> [Fragmento seleccionado]:

Dialogando con Padre Simeón:
Cuéntenos Padre algo sobre la Cenodoxia.
Primera Parte
La cenodoxia (kenodocsía) corrientemente denominada vanagloria o vanidad, es una pasión particularmente importante y fuente de otras numerosas enfermedades del alma.
S. Juan Casiano observa que «varía mucho en sus formas y se divide en diferentes especies» pero «se reduce, sin embargo a dos géneros» que son como dos grados.
1. La primera especie de vanidad «concebida como engreimiento por ventajas carnales y aparentes». Es la forma más grosera de cenodoxia, la que afecta al hombre caído de manera más inmediata, más fácilmente y más corrientemente. Consiste en mostrarse soberbio y gloriarse de bienes que se posee o cree poseer, y desear ser visto, considerado, admirado, estimado, honrado, alabado, incluso halagado por los demás hombres.

> [Tareas pendientes]:
(1) Responde a estas preguntas sobre el texto de la cenodoxia:
(a) ¿Con qué nombres se conoce corrientemente la cenodoxia?
(b) Según S. Juan Casiano, ¿a cuántos géneros se reduce la vanidad?
(c) ¿Cómo se concibe la primera especie de vanidad?
(2) Reproduce sin cambios el pasaje del texto de la cenodoxia que empieza con las palabras que contienen "Dialogando con Padre" y acaba en "los demás hombres.".
(3) Escribe la continuación del texto de la cenodoxia a partir de su última oración.

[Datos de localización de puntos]

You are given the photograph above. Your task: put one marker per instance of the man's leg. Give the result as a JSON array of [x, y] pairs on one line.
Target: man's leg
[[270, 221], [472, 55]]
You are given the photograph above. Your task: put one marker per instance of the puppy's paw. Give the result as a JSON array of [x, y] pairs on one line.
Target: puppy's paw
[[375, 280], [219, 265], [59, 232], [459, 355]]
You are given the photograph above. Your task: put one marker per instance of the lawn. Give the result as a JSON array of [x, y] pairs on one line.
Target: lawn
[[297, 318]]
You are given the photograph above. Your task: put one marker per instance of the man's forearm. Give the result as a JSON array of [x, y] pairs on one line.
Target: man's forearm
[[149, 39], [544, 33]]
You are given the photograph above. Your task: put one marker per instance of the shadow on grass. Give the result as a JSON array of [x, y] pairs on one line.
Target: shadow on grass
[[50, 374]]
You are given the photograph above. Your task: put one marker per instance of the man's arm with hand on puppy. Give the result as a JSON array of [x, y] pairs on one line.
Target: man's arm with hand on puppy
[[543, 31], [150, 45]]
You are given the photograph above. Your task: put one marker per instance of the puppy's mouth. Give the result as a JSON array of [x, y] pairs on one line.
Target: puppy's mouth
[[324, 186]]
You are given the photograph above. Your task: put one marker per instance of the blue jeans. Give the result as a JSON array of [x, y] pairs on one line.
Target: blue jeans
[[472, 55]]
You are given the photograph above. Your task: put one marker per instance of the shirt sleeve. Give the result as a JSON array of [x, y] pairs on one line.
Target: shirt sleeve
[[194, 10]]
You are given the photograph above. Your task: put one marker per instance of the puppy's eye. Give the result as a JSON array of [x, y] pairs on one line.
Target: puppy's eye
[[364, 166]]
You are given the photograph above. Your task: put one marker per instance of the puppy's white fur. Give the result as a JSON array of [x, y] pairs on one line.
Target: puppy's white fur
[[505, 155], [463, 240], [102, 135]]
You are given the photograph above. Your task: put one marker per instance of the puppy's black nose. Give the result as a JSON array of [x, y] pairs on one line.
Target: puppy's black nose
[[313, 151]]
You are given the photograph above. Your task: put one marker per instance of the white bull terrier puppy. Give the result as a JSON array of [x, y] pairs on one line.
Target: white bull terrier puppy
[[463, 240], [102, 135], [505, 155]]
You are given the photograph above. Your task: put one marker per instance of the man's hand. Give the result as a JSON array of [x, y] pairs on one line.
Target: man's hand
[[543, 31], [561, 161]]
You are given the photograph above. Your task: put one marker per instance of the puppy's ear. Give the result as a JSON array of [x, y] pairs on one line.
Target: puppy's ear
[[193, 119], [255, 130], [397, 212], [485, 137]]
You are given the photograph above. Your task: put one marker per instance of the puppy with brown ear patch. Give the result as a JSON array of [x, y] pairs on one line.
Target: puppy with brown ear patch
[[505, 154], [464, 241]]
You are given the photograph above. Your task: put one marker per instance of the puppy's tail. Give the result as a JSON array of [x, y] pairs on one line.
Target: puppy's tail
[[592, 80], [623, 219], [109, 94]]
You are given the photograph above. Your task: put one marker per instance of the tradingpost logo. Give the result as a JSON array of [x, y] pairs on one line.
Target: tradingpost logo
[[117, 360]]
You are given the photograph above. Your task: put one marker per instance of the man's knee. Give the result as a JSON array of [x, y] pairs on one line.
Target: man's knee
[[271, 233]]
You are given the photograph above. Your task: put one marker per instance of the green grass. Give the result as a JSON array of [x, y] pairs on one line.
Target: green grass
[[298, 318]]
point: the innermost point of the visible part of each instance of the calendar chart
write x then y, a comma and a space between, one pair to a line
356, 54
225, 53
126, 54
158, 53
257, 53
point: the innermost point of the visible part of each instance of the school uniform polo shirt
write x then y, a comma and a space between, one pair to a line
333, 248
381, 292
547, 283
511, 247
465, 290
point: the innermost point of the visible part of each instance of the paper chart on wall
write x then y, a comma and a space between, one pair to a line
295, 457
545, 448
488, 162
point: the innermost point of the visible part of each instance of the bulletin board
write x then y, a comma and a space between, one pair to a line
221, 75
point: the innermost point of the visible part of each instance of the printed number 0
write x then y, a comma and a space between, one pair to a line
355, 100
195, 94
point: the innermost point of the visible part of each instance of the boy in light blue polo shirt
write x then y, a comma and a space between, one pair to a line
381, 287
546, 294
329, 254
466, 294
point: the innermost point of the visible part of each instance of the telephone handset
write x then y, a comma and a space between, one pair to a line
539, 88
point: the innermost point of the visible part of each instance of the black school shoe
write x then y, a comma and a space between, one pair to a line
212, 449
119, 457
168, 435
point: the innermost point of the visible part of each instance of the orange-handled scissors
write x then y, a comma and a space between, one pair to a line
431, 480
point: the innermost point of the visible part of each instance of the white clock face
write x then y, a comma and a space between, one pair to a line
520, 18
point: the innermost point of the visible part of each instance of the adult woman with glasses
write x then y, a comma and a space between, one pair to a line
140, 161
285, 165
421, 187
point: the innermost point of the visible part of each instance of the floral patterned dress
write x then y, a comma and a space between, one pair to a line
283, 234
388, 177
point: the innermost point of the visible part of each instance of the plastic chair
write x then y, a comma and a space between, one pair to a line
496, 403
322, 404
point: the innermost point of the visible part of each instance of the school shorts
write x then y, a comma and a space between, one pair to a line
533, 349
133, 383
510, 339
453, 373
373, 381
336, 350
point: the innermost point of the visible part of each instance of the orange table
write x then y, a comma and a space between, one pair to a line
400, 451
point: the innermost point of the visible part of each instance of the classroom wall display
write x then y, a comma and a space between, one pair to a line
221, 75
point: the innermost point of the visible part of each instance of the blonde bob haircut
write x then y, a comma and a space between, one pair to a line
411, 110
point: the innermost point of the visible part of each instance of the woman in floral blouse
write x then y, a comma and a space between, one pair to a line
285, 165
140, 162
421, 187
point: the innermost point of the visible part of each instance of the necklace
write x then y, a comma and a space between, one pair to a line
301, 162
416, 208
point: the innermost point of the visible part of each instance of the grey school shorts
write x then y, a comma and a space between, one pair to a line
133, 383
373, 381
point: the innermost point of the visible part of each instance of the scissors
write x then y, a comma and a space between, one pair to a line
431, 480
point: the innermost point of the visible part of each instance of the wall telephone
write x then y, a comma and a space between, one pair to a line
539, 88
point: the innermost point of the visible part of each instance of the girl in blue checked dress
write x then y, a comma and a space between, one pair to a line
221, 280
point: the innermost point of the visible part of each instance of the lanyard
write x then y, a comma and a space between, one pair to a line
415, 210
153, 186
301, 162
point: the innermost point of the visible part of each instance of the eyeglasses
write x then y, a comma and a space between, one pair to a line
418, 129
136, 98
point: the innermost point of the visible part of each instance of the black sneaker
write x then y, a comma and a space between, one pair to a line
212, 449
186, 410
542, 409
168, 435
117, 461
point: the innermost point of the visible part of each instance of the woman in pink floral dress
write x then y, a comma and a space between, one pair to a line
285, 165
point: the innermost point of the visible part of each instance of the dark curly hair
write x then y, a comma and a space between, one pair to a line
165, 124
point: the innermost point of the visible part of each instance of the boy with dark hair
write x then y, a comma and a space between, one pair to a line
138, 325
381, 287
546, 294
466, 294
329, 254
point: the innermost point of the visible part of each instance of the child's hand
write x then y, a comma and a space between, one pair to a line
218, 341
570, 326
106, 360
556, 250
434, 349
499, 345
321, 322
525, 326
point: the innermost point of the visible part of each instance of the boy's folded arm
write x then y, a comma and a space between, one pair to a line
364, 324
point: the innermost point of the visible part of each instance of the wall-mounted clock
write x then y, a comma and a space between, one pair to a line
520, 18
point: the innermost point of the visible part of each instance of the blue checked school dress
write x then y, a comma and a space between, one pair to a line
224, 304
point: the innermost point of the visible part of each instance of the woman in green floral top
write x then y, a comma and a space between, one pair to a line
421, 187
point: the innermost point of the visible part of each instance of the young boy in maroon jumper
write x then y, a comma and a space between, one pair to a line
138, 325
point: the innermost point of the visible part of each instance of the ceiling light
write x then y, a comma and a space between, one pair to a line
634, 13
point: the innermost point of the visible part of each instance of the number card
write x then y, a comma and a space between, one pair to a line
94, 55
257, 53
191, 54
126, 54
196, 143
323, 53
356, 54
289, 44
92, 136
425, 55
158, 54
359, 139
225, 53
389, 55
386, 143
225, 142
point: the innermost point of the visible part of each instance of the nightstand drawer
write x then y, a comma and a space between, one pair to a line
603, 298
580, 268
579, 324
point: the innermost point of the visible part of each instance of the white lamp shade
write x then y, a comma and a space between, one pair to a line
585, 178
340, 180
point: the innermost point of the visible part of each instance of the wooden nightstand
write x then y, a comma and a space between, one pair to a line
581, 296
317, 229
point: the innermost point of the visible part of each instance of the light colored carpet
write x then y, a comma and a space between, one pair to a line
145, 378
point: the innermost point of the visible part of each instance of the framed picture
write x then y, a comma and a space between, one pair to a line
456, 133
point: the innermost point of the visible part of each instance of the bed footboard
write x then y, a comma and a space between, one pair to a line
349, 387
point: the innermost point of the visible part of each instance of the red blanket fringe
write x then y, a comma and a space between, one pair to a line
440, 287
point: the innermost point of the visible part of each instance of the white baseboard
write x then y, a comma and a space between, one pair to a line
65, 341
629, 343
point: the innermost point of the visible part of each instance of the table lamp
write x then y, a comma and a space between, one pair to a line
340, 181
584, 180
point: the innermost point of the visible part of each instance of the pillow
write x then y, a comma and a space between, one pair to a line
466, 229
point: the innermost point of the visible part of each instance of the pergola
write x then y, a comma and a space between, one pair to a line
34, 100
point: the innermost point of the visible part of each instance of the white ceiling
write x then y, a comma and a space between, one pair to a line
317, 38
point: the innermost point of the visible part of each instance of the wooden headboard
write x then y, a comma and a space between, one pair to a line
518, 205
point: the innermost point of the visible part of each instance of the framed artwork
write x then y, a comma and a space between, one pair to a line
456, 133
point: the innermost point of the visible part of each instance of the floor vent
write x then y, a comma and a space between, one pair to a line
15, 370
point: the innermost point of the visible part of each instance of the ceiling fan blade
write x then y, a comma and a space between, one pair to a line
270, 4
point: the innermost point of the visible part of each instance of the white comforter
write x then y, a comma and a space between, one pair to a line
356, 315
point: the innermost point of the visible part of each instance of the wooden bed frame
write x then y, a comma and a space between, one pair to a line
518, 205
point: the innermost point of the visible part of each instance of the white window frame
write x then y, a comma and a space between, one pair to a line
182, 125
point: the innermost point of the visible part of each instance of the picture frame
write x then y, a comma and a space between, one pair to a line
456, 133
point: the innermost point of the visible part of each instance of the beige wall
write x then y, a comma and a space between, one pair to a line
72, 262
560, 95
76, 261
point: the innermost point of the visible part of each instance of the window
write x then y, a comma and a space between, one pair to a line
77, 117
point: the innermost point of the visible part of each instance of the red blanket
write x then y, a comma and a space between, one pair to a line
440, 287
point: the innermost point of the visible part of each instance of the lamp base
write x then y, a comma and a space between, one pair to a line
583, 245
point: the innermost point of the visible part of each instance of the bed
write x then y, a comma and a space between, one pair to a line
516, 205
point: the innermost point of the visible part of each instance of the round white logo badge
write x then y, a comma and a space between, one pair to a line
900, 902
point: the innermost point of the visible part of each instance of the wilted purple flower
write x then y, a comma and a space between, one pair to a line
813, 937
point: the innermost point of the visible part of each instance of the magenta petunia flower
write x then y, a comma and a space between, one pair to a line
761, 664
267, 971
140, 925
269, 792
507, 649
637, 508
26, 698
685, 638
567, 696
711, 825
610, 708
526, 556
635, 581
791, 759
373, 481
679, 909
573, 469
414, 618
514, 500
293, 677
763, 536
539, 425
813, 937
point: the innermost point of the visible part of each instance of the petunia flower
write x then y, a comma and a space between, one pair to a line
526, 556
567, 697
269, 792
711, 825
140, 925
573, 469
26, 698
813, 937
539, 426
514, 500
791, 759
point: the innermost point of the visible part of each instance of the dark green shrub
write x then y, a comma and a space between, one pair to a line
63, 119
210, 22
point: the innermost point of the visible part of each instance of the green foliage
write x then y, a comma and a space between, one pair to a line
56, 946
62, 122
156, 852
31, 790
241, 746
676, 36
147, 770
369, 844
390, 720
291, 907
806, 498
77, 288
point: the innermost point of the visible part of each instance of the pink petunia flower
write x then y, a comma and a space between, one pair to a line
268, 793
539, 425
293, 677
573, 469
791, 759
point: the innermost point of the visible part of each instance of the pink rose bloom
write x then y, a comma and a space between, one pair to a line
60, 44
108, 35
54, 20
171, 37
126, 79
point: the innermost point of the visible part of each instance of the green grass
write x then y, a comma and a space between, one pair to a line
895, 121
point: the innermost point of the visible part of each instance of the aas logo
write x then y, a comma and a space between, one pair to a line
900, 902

> [Respuestas]:
(1)
(a) Vanagloria o vanidad.
(b) A dos géneros.
(c) Como engreimiento por ventajas carnales y aparentes.

(2)
Dialogando con Padre Simeón:
Cuéntenos Padre algo sobre la Cenodoxia.
Primera Parte
La cenodoxia (kenodocsía) corrientemente denominada vanagloria o vanidad, es una pasión particularmente importante y fuente de otras numerosas enfermedades del alma.
S. Juan Casiano observa que «varía mucho en sus formas y se divide en diferentes especies» pero «se reduce, sin embargo a dos géneros» que son como dos grados.
1. La primera especie de vanidad «concebida como engreimiento por ventajas carnales y aparentes». Es la forma más grosera de cenodoxia, la que afecta al hombre caído de manera más inmediata, más fácilmente y más corrientemente. Consiste en mostrarse soberbio y gloriarse de bienes que se posee o cree poseer, y desear ser visto, considerado, admirado, estimado, honrado, alabado, incluso halagado por los demás hombres.

(3)
Los bienes de los cuales el vanidoso se muestra orgulloso a ese nivel tiene como característica común, que son carnales, terrestres y con su posesión espera alcanzar una consideración y una gloria humana exclusivamente.
El vanidoso puede así gloriarse y desear la admiración de los otros, por los dones que la naturaleza le ha concedido, como la belleza (real o supuesta) de su cuerpo o de su voz, por ejemplo, pero también por su aspecto, su prestancia, y todo lo que contribuye a darle una bella apariencia (vestidos, perfumes, alhajas, etc.).
También puede gloriarse y esperar la consideración por su habilidad manual o su destreza en tal o cual ámbito.
Asimismo, la cenodoxia lleva al hombre a engreírse y hacerse admirar por las riquezas y los bienes materiales que ha podido adquirir. La cenodoxia, de este modo, puede constituir un motor de la pasión de la filargyria (avaricia), pudiendo ésta, en revancha, llevar al hombre a la cenodoxia. S. Máximo escribe: «Cenodoxia y filargyria se engendran la una a la otra [mutuamente]. El vanidoso amasa dinero; el rico es vanidoso». El gusto por el lujo y el fasto aparece como ligado a las dos pasiones: suscitado por la cenodoxia y suponiendo la filargyria, las acrecienta cuando se encuentra satisfecho.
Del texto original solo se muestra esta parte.